Do this: Copy the data precisely, character for character, and leave out every picture.
━━ Dataset records
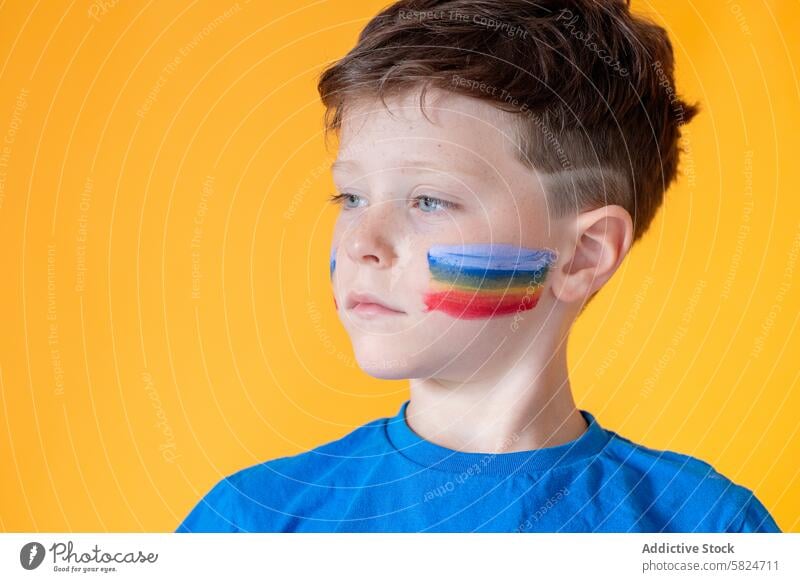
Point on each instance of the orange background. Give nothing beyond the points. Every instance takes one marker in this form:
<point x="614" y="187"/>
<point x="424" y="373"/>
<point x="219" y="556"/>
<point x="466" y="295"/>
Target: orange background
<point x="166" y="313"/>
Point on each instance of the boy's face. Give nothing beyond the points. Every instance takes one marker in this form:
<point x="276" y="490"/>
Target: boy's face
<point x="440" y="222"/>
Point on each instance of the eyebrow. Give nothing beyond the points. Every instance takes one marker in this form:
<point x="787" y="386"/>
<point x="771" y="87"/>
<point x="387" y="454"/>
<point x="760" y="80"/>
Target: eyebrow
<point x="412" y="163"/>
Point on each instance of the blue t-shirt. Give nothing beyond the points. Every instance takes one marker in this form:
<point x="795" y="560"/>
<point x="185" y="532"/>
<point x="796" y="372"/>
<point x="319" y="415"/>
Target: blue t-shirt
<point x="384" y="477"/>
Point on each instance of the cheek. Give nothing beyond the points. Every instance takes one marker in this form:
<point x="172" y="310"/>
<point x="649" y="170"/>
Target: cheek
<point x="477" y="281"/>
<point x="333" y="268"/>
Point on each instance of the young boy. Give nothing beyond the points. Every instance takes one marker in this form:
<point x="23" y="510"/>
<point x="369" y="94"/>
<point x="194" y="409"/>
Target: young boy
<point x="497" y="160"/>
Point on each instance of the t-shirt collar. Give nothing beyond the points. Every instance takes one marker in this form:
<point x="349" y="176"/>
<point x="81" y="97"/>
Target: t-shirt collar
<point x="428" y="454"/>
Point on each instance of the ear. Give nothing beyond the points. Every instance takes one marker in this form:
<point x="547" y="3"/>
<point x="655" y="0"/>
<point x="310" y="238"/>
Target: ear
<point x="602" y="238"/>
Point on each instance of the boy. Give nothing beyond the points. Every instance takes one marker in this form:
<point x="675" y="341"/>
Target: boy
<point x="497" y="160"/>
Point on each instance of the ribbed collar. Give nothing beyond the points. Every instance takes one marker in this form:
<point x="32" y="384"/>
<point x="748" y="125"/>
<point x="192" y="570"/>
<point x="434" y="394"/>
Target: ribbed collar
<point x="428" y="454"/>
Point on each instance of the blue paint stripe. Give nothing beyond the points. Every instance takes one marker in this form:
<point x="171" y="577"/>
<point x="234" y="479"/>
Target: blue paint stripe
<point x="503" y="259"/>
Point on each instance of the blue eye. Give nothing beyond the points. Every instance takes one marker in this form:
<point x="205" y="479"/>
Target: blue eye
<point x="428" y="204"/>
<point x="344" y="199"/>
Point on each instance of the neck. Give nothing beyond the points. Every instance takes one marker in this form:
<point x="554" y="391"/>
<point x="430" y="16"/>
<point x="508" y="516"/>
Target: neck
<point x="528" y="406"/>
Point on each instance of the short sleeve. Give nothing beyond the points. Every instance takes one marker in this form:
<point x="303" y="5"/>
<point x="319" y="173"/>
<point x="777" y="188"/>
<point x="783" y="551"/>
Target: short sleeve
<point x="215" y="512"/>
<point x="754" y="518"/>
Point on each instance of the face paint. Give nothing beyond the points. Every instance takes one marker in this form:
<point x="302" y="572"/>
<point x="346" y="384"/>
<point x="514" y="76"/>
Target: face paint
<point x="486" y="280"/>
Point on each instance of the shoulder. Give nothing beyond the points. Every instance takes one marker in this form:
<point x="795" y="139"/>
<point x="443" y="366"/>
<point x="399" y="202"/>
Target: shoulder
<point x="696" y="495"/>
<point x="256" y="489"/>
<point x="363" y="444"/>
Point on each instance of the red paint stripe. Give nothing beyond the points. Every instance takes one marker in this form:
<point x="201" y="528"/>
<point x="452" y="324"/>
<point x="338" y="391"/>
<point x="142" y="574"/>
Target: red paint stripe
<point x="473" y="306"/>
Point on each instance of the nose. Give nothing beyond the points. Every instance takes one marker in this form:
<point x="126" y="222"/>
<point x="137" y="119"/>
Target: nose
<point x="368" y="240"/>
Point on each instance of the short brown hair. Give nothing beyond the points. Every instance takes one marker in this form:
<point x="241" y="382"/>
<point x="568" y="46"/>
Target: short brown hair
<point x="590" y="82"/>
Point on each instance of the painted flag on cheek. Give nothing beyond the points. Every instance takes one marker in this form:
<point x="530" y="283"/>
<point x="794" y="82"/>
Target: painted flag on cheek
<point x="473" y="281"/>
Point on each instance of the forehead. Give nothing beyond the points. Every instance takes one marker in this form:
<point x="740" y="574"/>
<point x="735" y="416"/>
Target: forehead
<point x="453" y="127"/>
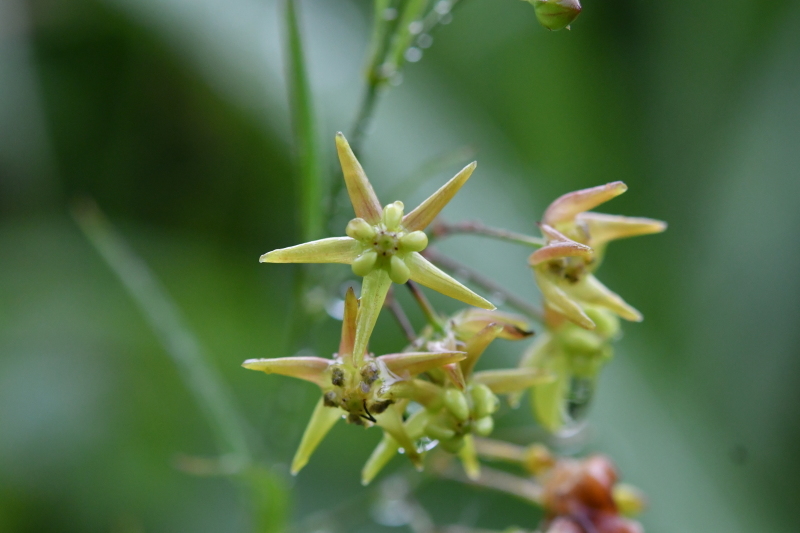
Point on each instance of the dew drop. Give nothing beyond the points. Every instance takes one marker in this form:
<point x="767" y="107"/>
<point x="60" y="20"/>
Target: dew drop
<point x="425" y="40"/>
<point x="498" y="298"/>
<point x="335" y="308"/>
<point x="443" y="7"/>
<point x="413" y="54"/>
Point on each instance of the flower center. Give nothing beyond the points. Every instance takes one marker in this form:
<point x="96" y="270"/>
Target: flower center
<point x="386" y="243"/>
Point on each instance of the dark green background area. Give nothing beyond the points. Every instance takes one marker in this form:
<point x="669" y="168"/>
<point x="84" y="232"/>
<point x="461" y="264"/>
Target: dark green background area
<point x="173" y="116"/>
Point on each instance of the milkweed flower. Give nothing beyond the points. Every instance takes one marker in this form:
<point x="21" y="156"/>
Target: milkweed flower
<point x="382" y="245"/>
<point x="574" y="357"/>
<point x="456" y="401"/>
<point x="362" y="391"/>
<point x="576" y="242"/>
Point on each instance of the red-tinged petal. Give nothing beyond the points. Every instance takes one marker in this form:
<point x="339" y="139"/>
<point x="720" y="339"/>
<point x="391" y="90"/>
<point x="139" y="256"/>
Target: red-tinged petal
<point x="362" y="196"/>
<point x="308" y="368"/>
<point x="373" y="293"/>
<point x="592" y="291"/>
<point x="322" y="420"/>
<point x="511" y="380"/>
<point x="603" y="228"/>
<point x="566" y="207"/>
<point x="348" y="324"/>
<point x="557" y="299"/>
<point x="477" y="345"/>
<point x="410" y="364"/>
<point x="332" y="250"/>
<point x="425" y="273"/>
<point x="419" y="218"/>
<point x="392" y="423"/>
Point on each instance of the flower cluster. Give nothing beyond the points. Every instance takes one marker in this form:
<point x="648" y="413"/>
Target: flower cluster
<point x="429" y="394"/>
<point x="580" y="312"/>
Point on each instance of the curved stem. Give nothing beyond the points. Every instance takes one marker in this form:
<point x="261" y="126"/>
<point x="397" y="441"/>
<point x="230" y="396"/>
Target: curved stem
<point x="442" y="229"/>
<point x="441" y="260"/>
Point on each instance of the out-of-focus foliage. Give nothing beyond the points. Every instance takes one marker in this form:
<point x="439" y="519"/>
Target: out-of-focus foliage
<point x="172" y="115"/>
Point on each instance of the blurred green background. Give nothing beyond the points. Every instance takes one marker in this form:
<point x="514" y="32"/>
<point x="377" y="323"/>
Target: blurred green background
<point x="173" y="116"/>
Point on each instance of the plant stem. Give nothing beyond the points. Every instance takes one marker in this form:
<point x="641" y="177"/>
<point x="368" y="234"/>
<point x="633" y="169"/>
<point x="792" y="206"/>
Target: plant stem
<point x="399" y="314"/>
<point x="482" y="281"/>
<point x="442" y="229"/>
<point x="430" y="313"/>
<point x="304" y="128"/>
━━━━
Written response:
Point on each instance of the orange background. Give nothing beyond the points. Every instance takes one marker in this form:
<point x="614" y="187"/>
<point x="424" y="373"/>
<point x="219" y="556"/>
<point x="466" y="295"/>
Target: orange background
<point x="166" y="313"/>
Point on each instance of the boy's face. Give nothing beyond the points. Every instance takes one marker in this form:
<point x="276" y="490"/>
Target: boy's face
<point x="440" y="222"/>
Point on each instance of the eyebrow. Give nothing beyond the points. Every instance takes one marker in this form:
<point x="787" y="386"/>
<point x="771" y="87"/>
<point x="387" y="454"/>
<point x="760" y="80"/>
Target: eyebrow
<point x="412" y="163"/>
Point on each instance of the blue t-shirt. Give nothing beyond the points. Every instance takes one marker in this form:
<point x="795" y="560"/>
<point x="185" y="532"/>
<point x="796" y="372"/>
<point x="319" y="415"/>
Target: blue t-shirt
<point x="384" y="477"/>
Point on each instance of the cheek. Give nothing beyond the points. Every instance takes one marker in this form:
<point x="172" y="310"/>
<point x="649" y="170"/>
Target: cheek
<point x="477" y="281"/>
<point x="333" y="268"/>
Point on each instance of the young boy. Give nothing beyond the points. Every instance takes one marker in this form:
<point x="23" y="510"/>
<point x="369" y="94"/>
<point x="194" y="409"/>
Target: young boy
<point x="497" y="160"/>
Point on each instance of the t-shirt collar. Give nothing beyond the points. Every instance takes one marker in this form:
<point x="349" y="176"/>
<point x="81" y="97"/>
Target: t-shirt collar
<point x="428" y="454"/>
Point on each instance of the ear. Give nothing beyond the points. Every instance takes one marker in this form:
<point x="547" y="3"/>
<point x="655" y="0"/>
<point x="310" y="238"/>
Target: ear
<point x="602" y="238"/>
Point on each instance of the boy. Give nothing beyond the points. Every instance takes one marker in this form:
<point x="675" y="341"/>
Target: boy
<point x="497" y="160"/>
Point on each instance of the ribbed collar. Give nothing beyond the points. Every instance takes one marker in this form:
<point x="32" y="384"/>
<point x="748" y="125"/>
<point x="192" y="570"/>
<point x="434" y="394"/>
Target: ribbed collar
<point x="428" y="454"/>
Point on each instance of the blue paint stripe. Give nothing beyond the points. Every instance takes one marker in this form:
<point x="171" y="577"/>
<point x="234" y="479"/>
Target: blue paint stripe
<point x="503" y="259"/>
Point on each instance of the blue eye. Give nothing beyond the points. Every instance takes one marker in this form:
<point x="205" y="479"/>
Target: blue eye
<point x="428" y="204"/>
<point x="344" y="199"/>
Point on each instance of the neck. Give nothing beyond the points. Every instance takes one marker in this form:
<point x="554" y="391"/>
<point x="430" y="16"/>
<point x="508" y="516"/>
Target: neck
<point x="528" y="406"/>
Point on each instance of the short sleeve. Give nothing beyond the points. Every instance takes one marker in this form:
<point x="303" y="5"/>
<point x="319" y="173"/>
<point x="777" y="188"/>
<point x="783" y="551"/>
Target: short sleeve
<point x="215" y="512"/>
<point x="754" y="518"/>
Point on each instance of the face paint. Give nothing beyond the points. Every instance takes one marker in this form:
<point x="302" y="572"/>
<point x="346" y="384"/>
<point x="514" y="76"/>
Target: face paint
<point x="486" y="280"/>
Point on each instance of the shoulder. Give nothing beyond the points. Every instance takes one marker in this form:
<point x="795" y="139"/>
<point x="443" y="366"/>
<point x="399" y="202"/>
Target: shoulder
<point x="696" y="495"/>
<point x="256" y="489"/>
<point x="363" y="444"/>
Point on each instance of the red paint stripe. Give nothing beyond the points. Every instance takes one marker in this form:
<point x="201" y="528"/>
<point x="452" y="324"/>
<point x="338" y="391"/>
<point x="142" y="574"/>
Target: red paint stripe
<point x="473" y="306"/>
Point on each instance of the nose. Give nothing beyond the points. Every instance takes one marker in this form:
<point x="126" y="222"/>
<point x="137" y="119"/>
Target: nose
<point x="368" y="240"/>
Point on each instance of the short brown hair. Give nothing beyond the points. Every instance takes one marker in this form:
<point x="241" y="382"/>
<point x="568" y="46"/>
Target: short brown hair
<point x="590" y="82"/>
Point on each instance of the painted flag on cheek. Give nothing beyond the points. Every instance takes one marker in this form:
<point x="530" y="283"/>
<point x="794" y="82"/>
Target: painted flag on cheek
<point x="473" y="281"/>
Point on each instance of the forehead. Give nothing beyond the points. Every instance takes one marker in this form:
<point x="740" y="574"/>
<point x="735" y="416"/>
Target: forehead
<point x="453" y="127"/>
Point on each instance of the dew drop. Give nothing beyond the points. Every instance takes one marker in this form:
<point x="767" y="107"/>
<point x="60" y="20"/>
Target: dew drop
<point x="425" y="40"/>
<point x="498" y="298"/>
<point x="335" y="308"/>
<point x="443" y="7"/>
<point x="413" y="54"/>
Point on each instance of the flower center. Give nothing beyond the points. Every instance takes one marker in this form:
<point x="96" y="270"/>
Target: flower center
<point x="386" y="243"/>
Point on each instance of the dark green background area. Give nothing beyond the points. Every instance takes one marker in this form:
<point x="669" y="168"/>
<point x="84" y="232"/>
<point x="461" y="264"/>
Target: dark green background area
<point x="173" y="116"/>
Point on each instance of the milkweed flower. Give nothing beyond the points. Every instance takes one marker in this form:
<point x="21" y="156"/>
Target: milkweed flower
<point x="382" y="245"/>
<point x="574" y="357"/>
<point x="456" y="401"/>
<point x="362" y="391"/>
<point x="576" y="242"/>
Point on each instance of the red-tinged petal. Give nothing beyond the points. Every instance takes one marker in this form:
<point x="339" y="139"/>
<point x="720" y="339"/>
<point x="391" y="90"/>
<point x="139" y="256"/>
Target: red-tinged petal
<point x="362" y="196"/>
<point x="308" y="368"/>
<point x="373" y="293"/>
<point x="592" y="291"/>
<point x="322" y="420"/>
<point x="511" y="380"/>
<point x="603" y="228"/>
<point x="566" y="207"/>
<point x="348" y="324"/>
<point x="557" y="299"/>
<point x="477" y="345"/>
<point x="410" y="364"/>
<point x="332" y="250"/>
<point x="425" y="273"/>
<point x="419" y="218"/>
<point x="392" y="423"/>
Point on each instance of the flower cluster. Give nothing beyond the points. Every instance takes one marker in this form:
<point x="648" y="413"/>
Target: flower cluster
<point x="429" y="394"/>
<point x="580" y="312"/>
Point on each instance of the curved stem. Give nothing beyond the points. Every instance takes one marker in this form:
<point x="261" y="126"/>
<point x="397" y="441"/>
<point x="230" y="396"/>
Target: curved stem
<point x="442" y="229"/>
<point x="441" y="260"/>
Point on each instance of the out-of-focus foliage. Give nothing beyond the points. Every instance takes one marker in this form:
<point x="439" y="519"/>
Target: out-of-focus foliage
<point x="172" y="115"/>
Point on each instance of the blurred green background. Give nothing beyond the points. Every instance takes one marker in this form:
<point x="514" y="32"/>
<point x="377" y="323"/>
Target: blurred green background
<point x="173" y="116"/>
Point on each instance of the plant stem. Give nothing beyond the points. Every instance takes one marker in this form:
<point x="641" y="177"/>
<point x="368" y="234"/>
<point x="633" y="169"/>
<point x="792" y="206"/>
Target: plant stem
<point x="399" y="314"/>
<point x="482" y="281"/>
<point x="442" y="229"/>
<point x="430" y="313"/>
<point x="304" y="128"/>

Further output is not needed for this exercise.